Required action: Please print every line from the one containing "trace the outline of grassy field" through the last line of the records below, exactly as written and nothing more.
--- Information given Enclosed Below ---
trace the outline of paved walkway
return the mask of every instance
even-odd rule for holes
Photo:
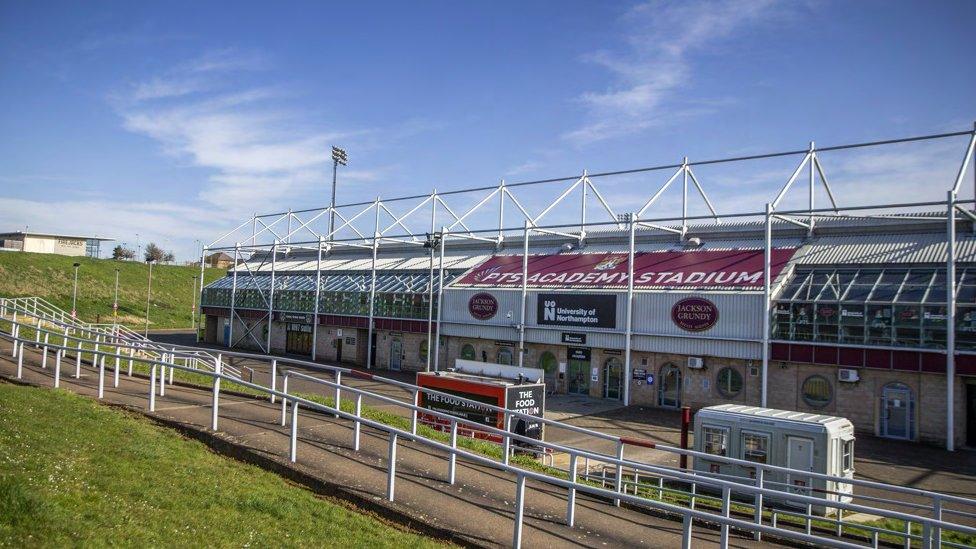
[[[24,380],[39,386],[53,385],[53,359],[41,369],[37,350],[26,348]],[[83,368],[80,379],[62,370],[64,389],[94,397],[97,371]],[[10,348],[0,350],[0,376],[12,378],[16,364]],[[147,413],[147,380],[121,377],[112,387],[111,369],[106,371],[104,402]],[[256,379],[256,381],[261,381]],[[304,390],[304,389],[303,389]],[[323,492],[351,501],[368,502],[382,508],[387,516],[405,523],[427,525],[442,535],[454,536],[461,544],[509,546],[514,517],[515,479],[484,466],[459,460],[458,482],[447,484],[445,455],[411,442],[401,443],[397,455],[396,500],[386,501],[388,438],[363,429],[359,452],[352,451],[351,423],[328,415],[300,412],[298,463],[288,461],[288,428],[279,424],[280,406],[267,401],[222,394],[219,431],[209,431],[211,392],[206,389],[172,385],[165,397],[157,397],[156,412],[148,414],[167,422],[179,423],[213,441],[231,443],[239,452],[273,463],[277,468],[295,471],[317,479]],[[212,444],[214,445],[214,444]],[[174,464],[174,466],[178,466]],[[587,547],[676,547],[681,524],[628,508],[614,508],[605,501],[586,496],[577,498],[575,528],[563,522],[566,494],[562,489],[529,481],[526,489],[526,547],[581,545]],[[714,544],[716,531],[695,528],[695,545]],[[735,547],[757,546],[751,539],[733,537]]]

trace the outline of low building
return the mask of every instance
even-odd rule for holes
[[[198,261],[199,265],[200,262]],[[234,258],[224,252],[217,252],[207,256],[207,267],[217,269],[229,269],[234,266]]]
[[[206,337],[255,349],[270,342],[272,351],[329,361],[365,364],[371,356],[372,367],[391,370],[427,368],[434,348],[430,362],[441,369],[458,358],[519,364],[521,353],[557,392],[662,408],[760,405],[768,345],[768,407],[942,442],[952,406],[957,442],[976,445],[972,221],[958,221],[954,326],[944,218],[824,218],[814,234],[772,225],[765,334],[765,226],[741,222],[692,226],[678,241],[641,228],[632,271],[627,231],[588,233],[582,248],[533,236],[524,267],[520,238],[503,249],[452,241],[442,293],[439,271],[416,247],[385,247],[375,283],[368,250],[335,250],[321,262],[314,252],[275,261],[259,253],[204,290]]]
[[[99,257],[111,238],[17,231],[0,233],[0,249],[39,254]]]

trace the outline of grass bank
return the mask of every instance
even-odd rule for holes
[[[115,295],[115,269],[119,270],[119,322],[143,328],[149,266],[135,261],[67,257],[26,252],[0,253],[0,296],[38,296],[71,310],[74,263],[78,268],[78,317],[86,322],[111,322]],[[206,269],[205,283],[222,277],[222,269]],[[150,329],[189,328],[194,300],[193,277],[199,267],[153,267]],[[199,286],[198,286],[199,289]]]
[[[0,383],[0,546],[435,547],[144,418]]]

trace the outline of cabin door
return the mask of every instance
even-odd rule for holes
[[[813,441],[803,437],[786,437],[786,466],[796,471],[813,471]],[[812,495],[812,480],[796,473],[786,476],[790,492],[801,496]]]

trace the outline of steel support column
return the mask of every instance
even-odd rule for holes
[[[437,331],[434,333],[434,371],[439,371],[441,358],[441,318],[444,317],[444,243],[447,231],[441,227],[440,241],[441,253],[440,263],[437,266]]]
[[[196,315],[197,317],[197,333],[196,333],[197,343],[203,341],[203,338],[200,336],[201,333],[200,328],[206,330],[206,325],[204,325],[202,322],[206,318],[203,314],[203,287],[204,287],[203,274],[206,272],[206,268],[205,268],[206,260],[207,260],[207,247],[203,246],[202,248],[200,248],[200,310],[193,311],[193,314]],[[236,264],[234,265],[234,268],[235,269],[237,268]]]
[[[315,260],[315,303],[313,307],[314,313],[312,315],[312,360],[314,361],[318,351],[319,344],[319,297],[321,296],[322,287],[322,244],[325,239],[319,236],[319,249],[318,256]]]
[[[278,239],[271,245],[271,286],[268,288],[268,335],[265,338],[264,351],[271,352],[271,327],[274,320],[274,290],[275,290],[275,267],[278,260]]]
[[[946,193],[946,450],[955,450],[956,193]]]
[[[630,239],[627,248],[627,329],[624,334],[624,406],[630,405],[631,336],[634,333],[634,255],[637,247],[637,214],[630,214]]]
[[[237,305],[237,262],[241,257],[241,243],[238,242],[234,246],[234,274],[231,278],[230,283],[230,330],[227,332],[227,348],[234,346],[234,315],[236,314]]]
[[[769,397],[769,315],[770,297],[773,281],[769,279],[772,270],[773,253],[773,205],[766,203],[766,238],[763,244],[763,321],[762,321],[762,380],[760,406],[767,407]]]
[[[585,187],[584,187],[585,188]],[[529,289],[529,222],[525,222],[522,233],[522,299],[519,302],[519,368],[525,365],[525,301]]]
[[[380,199],[376,198],[376,214],[373,228],[373,258],[370,264],[369,273],[369,321],[366,324],[366,368],[373,367],[373,310],[376,303],[376,253],[380,245]]]
[[[430,200],[430,272],[427,275],[427,364],[424,369],[430,371],[431,354],[434,351],[434,230],[437,227],[437,189],[434,189]],[[439,305],[439,304],[438,304]]]

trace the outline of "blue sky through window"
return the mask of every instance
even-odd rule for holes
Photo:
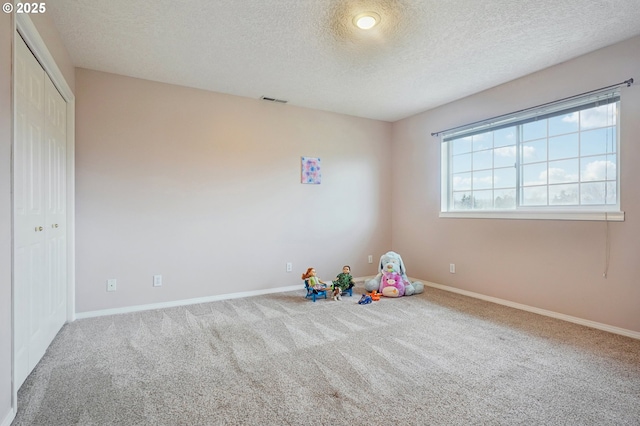
[[[452,207],[616,204],[616,116],[613,102],[449,139]]]

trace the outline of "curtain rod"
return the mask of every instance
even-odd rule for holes
[[[605,90],[605,89],[610,89],[612,87],[619,87],[619,86],[622,86],[623,84],[626,84],[627,87],[631,86],[631,84],[633,84],[633,78],[630,78],[629,80],[625,80],[625,81],[622,81],[622,82],[617,83],[617,84],[612,84],[611,86],[605,86],[605,87],[601,87],[599,89],[589,90],[588,92],[580,93],[578,95],[568,96],[566,98],[558,99],[556,101],[547,102],[547,103],[544,103],[544,104],[540,104],[540,105],[532,106],[532,107],[529,107],[529,108],[521,109],[521,110],[518,110],[518,111],[515,111],[515,112],[510,112],[508,114],[497,115],[497,116],[492,117],[492,118],[487,118],[487,119],[484,119],[484,120],[475,121],[473,123],[465,124],[464,126],[465,127],[470,127],[470,126],[473,126],[475,124],[480,124],[480,123],[484,123],[486,121],[496,120],[496,119],[499,119],[499,118],[502,118],[502,117],[506,117],[506,116],[509,116],[509,115],[513,115],[513,114],[519,114],[521,112],[525,112],[525,111],[529,111],[529,110],[532,110],[532,109],[544,107],[544,106],[547,106],[547,105],[552,105],[552,104],[555,104],[555,103],[558,103],[558,102],[567,101],[569,99],[573,99],[573,98],[577,98],[577,97],[580,97],[580,96],[588,95],[588,94],[594,93],[594,92],[599,92],[599,91]],[[431,133],[431,136],[439,136],[441,133],[445,133],[445,132],[457,129],[458,127],[461,127],[461,126],[452,127],[450,129],[446,129],[446,130],[440,130],[439,132]]]

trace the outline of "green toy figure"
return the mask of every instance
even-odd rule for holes
[[[354,286],[353,277],[351,276],[351,266],[344,265],[342,272],[336,276],[336,279],[332,282],[333,288],[339,290],[337,294],[334,293],[334,300],[342,300],[341,295],[344,295],[347,290]]]

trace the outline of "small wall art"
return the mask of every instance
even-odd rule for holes
[[[302,178],[300,182],[319,185],[322,181],[320,158],[302,157]]]

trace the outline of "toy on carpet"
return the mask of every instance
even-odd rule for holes
[[[340,292],[340,287],[336,287],[331,286],[331,296],[333,297],[333,300],[338,301],[338,300],[342,300],[342,296],[341,296],[341,292]]]
[[[304,274],[302,274],[301,278],[309,282],[309,289],[314,294],[323,293],[326,296],[326,292],[331,290],[333,300],[341,300],[340,288],[336,287],[335,285],[332,285],[331,287],[329,287],[326,282],[318,278],[318,276],[316,275],[315,268],[307,268],[307,271]],[[307,294],[307,297],[308,296],[309,295]],[[313,298],[313,301],[315,302],[315,298]]]
[[[316,276],[315,268],[307,268],[307,272],[302,274],[301,278],[304,280],[304,286],[307,289],[305,298],[311,298],[314,302],[320,296],[327,298],[327,283]]]
[[[344,265],[342,267],[342,272],[336,276],[336,279],[332,282],[334,291],[338,289],[337,300],[341,300],[342,296],[353,296],[353,286],[355,283],[353,282],[353,277],[351,276],[351,266]],[[334,297],[335,299],[336,297]]]
[[[395,291],[387,290],[387,293],[390,294],[389,296],[387,296],[387,294],[384,293],[384,288],[382,287],[382,285],[383,285],[385,268],[387,268],[387,266],[390,263],[394,265],[392,269],[395,270],[395,272],[400,275],[400,279],[398,280],[397,277],[394,275],[391,279],[395,280],[396,281],[395,283],[393,283],[392,285],[390,285],[390,282],[388,281],[384,283],[385,284],[384,288],[395,289]],[[404,286],[404,292],[400,294],[401,290],[399,287],[402,287],[402,286]],[[386,296],[386,297],[400,297],[403,295],[411,296],[412,294],[422,293],[424,291],[424,284],[422,284],[420,281],[415,281],[415,282],[409,281],[409,278],[407,277],[407,271],[404,266],[404,262],[402,261],[402,257],[396,252],[389,251],[383,254],[382,256],[380,256],[380,264],[378,265],[378,275],[376,275],[374,278],[370,279],[369,281],[365,282],[364,289],[368,292],[371,292],[373,290],[378,290],[379,292],[382,293],[383,296]],[[394,295],[396,291],[397,291],[397,296]]]
[[[398,267],[395,263],[389,262],[385,265],[378,291],[385,297],[404,296],[404,281],[398,273]]]
[[[307,272],[302,274],[302,279],[309,280],[309,287],[316,291],[324,291],[327,289],[327,283],[318,278],[315,268],[307,268]]]
[[[309,287],[314,291],[327,291],[327,283],[317,277],[315,268],[307,268],[307,272],[302,274],[302,279],[308,280]]]
[[[371,300],[373,300],[374,302],[377,302],[378,300],[380,300],[380,293],[378,293],[377,290],[373,290],[371,293],[369,293],[369,297],[371,297]]]
[[[360,300],[358,300],[358,305],[368,305],[369,303],[371,303],[371,301],[371,296],[363,294]]]

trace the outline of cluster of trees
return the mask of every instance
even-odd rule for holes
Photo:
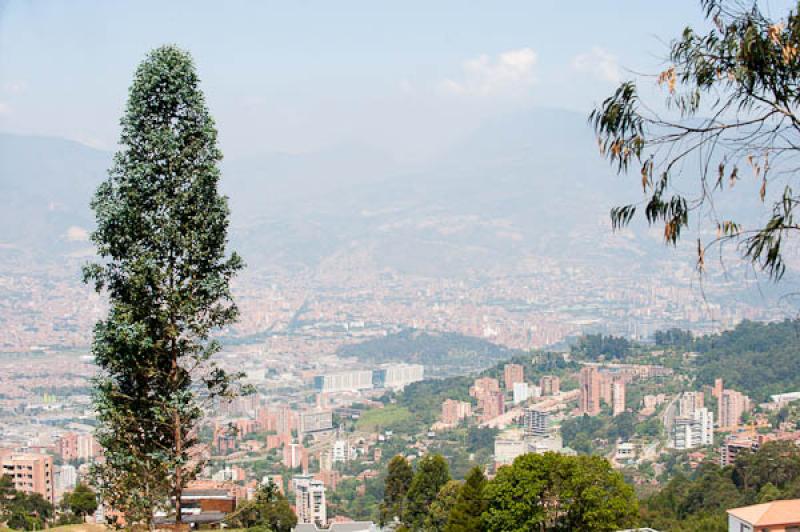
[[[797,497],[800,448],[770,442],[758,452],[740,454],[732,466],[707,462],[691,476],[678,473],[643,501],[641,520],[657,530],[724,532],[729,508]]]
[[[637,508],[633,489],[602,457],[526,454],[492,480],[476,467],[458,482],[439,455],[424,456],[416,470],[396,456],[381,522],[425,532],[603,532],[634,526]]]
[[[459,333],[405,329],[359,344],[344,345],[337,354],[370,362],[405,360],[437,368],[441,375],[463,375],[465,371],[483,369],[522,352]]]
[[[396,394],[385,396],[387,401],[395,400],[397,405],[407,409],[418,421],[414,429],[416,432],[434,423],[442,411],[442,402],[445,399],[471,402],[469,387],[472,384],[470,377],[448,377],[446,379],[426,379],[414,382]]]
[[[633,436],[656,438],[663,432],[663,425],[657,418],[638,421],[636,414],[623,412],[618,416],[601,414],[598,416],[583,415],[565,419],[561,424],[561,436],[564,445],[579,453],[590,454],[602,440],[615,442],[629,440]]]
[[[11,477],[0,475],[0,523],[9,528],[40,530],[52,524],[82,523],[96,509],[97,494],[85,484],[64,493],[56,509],[40,494],[18,491]]]
[[[0,523],[17,530],[40,530],[50,523],[55,509],[38,493],[14,489],[8,475],[0,475]]]
[[[297,516],[283,493],[270,482],[261,486],[255,498],[239,506],[225,522],[258,532],[290,532],[297,524]]]
[[[609,360],[625,358],[633,344],[621,336],[587,334],[578,338],[572,346],[572,354],[586,360]]]
[[[656,331],[653,340],[658,347],[679,347],[691,351],[694,349],[694,335],[692,331],[683,329],[667,329],[666,331]]]
[[[772,394],[800,390],[798,349],[800,320],[743,321],[732,331],[697,339],[697,379],[710,385],[721,377],[725,386],[757,401],[767,400]]]

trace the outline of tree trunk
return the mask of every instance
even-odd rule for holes
[[[174,385],[173,393],[178,392],[180,368],[178,367],[178,353],[175,346],[175,339],[172,339],[172,382]],[[173,418],[173,425],[175,430],[175,456],[178,460],[175,465],[175,524],[182,522],[182,508],[181,496],[183,495],[183,466],[181,465],[181,457],[183,454],[183,431],[181,430],[181,413],[179,405],[175,406],[175,414]]]

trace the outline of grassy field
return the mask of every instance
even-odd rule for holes
[[[389,405],[384,408],[368,410],[361,415],[356,422],[356,428],[365,432],[373,432],[377,429],[390,429],[397,423],[408,421],[412,418],[411,412],[397,405]]]

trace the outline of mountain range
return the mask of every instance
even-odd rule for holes
[[[60,138],[0,135],[0,260],[91,253],[89,202],[111,157]],[[612,233],[609,209],[641,198],[636,178],[614,175],[586,117],[568,111],[491,120],[413,164],[367,146],[291,155],[265,147],[222,171],[232,245],[257,269],[358,257],[436,276],[545,256],[641,267],[669,253],[642,223]]]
--- End of Enclosed Information given ---
Solution to this task:
trace the outline of grassy field
return the mask of every instance
even-odd rule for holes
[[[389,405],[384,408],[368,410],[361,415],[356,422],[356,428],[365,432],[373,432],[377,429],[390,429],[397,423],[408,421],[412,418],[411,412],[397,405]]]

trace the outline of mountain range
return the mask of every instance
even-odd rule for holes
[[[60,138],[0,135],[0,260],[91,253],[89,202],[111,157]],[[612,233],[609,209],[641,198],[636,178],[614,175],[586,117],[568,111],[491,120],[413,164],[367,146],[291,155],[265,147],[222,171],[232,245],[257,269],[358,257],[436,276],[545,256],[641,267],[669,253],[642,223]]]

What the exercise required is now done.